* Aufgabenbeschreibung:
Schreiben Sie bitte aus dem Text über Car2Car und Car2X unten einen Abschnitt wortgetreu ab. Beginnen Sie bei der Stelle mit „Car2Car und Car2X“ und hören Sie nach „intelligent kooperierenden Verkehr.“ auf.

Car2Car und Car2X für das unfallfreie Auto
Autos, die sich selbstständig einen sicheren Weg durch die Stadt bahnen, an dieser Vision arbeiten zahlreiche Projekte. Jüngste Tests von Unternehmen und Forschungsinitiativen zeigen vielversprechende Erfolge. Doch es gibt auch Stolpersteine auf dem Weg zum intelligent kooperierenden Verkehr.

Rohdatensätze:
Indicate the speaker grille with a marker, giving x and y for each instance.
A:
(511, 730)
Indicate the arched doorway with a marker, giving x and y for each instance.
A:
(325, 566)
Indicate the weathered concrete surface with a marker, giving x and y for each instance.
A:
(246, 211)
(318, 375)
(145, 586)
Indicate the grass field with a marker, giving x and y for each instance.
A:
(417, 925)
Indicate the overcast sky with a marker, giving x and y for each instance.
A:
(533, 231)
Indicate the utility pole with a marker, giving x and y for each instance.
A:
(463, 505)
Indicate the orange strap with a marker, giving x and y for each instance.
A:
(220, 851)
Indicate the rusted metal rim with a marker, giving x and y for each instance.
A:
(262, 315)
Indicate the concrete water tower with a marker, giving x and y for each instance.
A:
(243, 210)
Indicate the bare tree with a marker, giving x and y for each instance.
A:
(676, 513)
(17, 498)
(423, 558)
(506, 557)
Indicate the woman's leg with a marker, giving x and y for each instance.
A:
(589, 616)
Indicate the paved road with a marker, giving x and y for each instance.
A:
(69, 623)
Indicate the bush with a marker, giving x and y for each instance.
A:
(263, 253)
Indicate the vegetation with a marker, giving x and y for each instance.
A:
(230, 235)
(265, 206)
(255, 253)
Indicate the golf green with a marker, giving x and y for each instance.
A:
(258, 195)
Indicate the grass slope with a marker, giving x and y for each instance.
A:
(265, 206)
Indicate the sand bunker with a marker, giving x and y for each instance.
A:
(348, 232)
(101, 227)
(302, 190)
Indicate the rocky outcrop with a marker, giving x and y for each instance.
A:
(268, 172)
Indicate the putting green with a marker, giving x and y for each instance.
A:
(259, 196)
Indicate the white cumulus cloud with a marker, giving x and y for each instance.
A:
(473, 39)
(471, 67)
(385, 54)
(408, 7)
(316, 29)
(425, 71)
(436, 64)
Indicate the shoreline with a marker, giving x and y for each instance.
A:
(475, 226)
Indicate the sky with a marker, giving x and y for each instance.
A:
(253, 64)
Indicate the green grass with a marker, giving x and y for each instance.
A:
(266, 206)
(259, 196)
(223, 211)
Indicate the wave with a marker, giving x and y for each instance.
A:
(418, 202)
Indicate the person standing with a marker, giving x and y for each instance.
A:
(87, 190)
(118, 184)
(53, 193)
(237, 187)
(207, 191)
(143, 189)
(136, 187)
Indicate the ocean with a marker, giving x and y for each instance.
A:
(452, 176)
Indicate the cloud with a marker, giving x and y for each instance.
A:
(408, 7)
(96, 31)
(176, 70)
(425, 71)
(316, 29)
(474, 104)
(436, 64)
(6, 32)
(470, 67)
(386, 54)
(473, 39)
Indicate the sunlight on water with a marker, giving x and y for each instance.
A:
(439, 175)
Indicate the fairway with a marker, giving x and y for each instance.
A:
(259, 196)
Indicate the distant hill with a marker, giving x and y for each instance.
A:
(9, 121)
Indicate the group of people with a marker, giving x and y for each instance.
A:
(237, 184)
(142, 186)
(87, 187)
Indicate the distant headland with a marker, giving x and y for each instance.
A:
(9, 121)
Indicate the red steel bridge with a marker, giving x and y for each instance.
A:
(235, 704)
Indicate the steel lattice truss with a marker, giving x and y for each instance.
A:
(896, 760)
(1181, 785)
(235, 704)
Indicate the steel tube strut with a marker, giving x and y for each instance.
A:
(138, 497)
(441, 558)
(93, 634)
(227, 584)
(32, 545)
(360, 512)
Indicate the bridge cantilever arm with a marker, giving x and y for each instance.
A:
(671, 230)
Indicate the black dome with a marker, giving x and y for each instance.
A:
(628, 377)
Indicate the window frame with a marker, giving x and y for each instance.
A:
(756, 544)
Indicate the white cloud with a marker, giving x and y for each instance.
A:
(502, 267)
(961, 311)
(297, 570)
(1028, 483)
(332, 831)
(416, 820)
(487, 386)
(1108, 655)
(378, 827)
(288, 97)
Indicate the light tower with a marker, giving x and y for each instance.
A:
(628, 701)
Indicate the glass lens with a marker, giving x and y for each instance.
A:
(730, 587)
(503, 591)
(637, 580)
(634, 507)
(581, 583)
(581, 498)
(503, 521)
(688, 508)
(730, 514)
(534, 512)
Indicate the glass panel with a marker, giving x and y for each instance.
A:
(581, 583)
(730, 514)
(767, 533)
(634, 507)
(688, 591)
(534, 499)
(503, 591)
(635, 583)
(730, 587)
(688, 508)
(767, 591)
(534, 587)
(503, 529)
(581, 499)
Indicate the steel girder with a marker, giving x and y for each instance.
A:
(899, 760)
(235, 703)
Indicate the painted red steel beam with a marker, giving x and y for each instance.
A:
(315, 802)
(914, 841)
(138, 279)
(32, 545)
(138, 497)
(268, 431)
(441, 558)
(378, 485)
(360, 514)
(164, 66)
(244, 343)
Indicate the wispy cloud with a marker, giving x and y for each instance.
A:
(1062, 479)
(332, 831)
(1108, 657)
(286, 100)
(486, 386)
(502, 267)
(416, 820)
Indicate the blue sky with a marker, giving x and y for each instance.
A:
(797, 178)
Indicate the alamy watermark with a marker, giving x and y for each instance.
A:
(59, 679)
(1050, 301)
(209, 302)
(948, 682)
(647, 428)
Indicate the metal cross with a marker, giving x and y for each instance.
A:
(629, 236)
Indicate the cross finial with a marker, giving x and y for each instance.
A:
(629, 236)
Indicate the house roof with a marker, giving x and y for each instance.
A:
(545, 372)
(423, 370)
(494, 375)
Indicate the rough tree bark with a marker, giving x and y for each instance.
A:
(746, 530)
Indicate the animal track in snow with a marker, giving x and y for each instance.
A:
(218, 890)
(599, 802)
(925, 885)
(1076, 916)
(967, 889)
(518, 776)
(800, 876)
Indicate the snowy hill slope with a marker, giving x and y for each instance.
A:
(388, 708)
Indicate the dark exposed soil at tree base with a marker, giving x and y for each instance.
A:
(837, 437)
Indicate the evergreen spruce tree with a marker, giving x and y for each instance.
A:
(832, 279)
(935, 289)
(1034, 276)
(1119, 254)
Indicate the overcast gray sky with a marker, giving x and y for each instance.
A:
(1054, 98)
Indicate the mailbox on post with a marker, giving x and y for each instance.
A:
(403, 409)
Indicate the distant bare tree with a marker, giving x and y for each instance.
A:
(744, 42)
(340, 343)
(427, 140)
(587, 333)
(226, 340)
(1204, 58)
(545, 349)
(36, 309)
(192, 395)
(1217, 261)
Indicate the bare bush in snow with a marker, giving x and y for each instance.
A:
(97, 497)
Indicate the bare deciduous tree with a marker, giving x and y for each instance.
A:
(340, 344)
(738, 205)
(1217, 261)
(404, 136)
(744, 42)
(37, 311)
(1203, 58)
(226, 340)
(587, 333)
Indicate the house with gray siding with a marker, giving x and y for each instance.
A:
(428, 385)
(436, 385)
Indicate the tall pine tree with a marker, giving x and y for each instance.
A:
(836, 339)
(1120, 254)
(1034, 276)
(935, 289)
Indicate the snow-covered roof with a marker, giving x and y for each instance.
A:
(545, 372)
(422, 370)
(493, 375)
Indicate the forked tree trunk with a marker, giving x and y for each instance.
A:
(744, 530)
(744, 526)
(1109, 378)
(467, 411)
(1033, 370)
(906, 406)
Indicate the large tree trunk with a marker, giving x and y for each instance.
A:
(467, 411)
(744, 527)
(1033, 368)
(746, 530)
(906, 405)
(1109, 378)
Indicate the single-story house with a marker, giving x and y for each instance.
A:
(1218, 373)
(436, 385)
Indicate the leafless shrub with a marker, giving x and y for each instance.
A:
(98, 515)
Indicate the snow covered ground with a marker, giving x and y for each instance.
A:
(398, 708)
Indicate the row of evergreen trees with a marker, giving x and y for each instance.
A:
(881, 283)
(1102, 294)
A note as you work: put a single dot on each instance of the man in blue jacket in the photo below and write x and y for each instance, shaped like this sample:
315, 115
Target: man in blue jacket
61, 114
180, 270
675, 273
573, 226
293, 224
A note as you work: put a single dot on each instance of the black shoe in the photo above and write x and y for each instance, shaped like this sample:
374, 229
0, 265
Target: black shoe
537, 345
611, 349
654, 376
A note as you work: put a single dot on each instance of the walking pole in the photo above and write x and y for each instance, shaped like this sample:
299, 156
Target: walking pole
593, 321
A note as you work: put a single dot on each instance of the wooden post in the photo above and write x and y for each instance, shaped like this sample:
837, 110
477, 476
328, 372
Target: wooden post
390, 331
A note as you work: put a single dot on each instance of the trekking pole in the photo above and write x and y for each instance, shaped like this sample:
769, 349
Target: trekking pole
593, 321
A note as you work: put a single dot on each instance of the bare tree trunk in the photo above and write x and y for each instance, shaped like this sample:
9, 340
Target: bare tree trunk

* Ausgabe unten:
Car2Car und Car2X für das unfallfreie Auto
Autos, die sich selbstständig einen sicheren Weg durch die Stadt bahnen, an dieser Vision arbeiten zahlreiche Projekte. Jüngste Tests von Unternehmen und Forschungsinitiativen zeigen vielversprechende Erfolge. Doch es gibt auch Stolpersteine auf dem Weg zum intelligent kooperierenden Verkehr.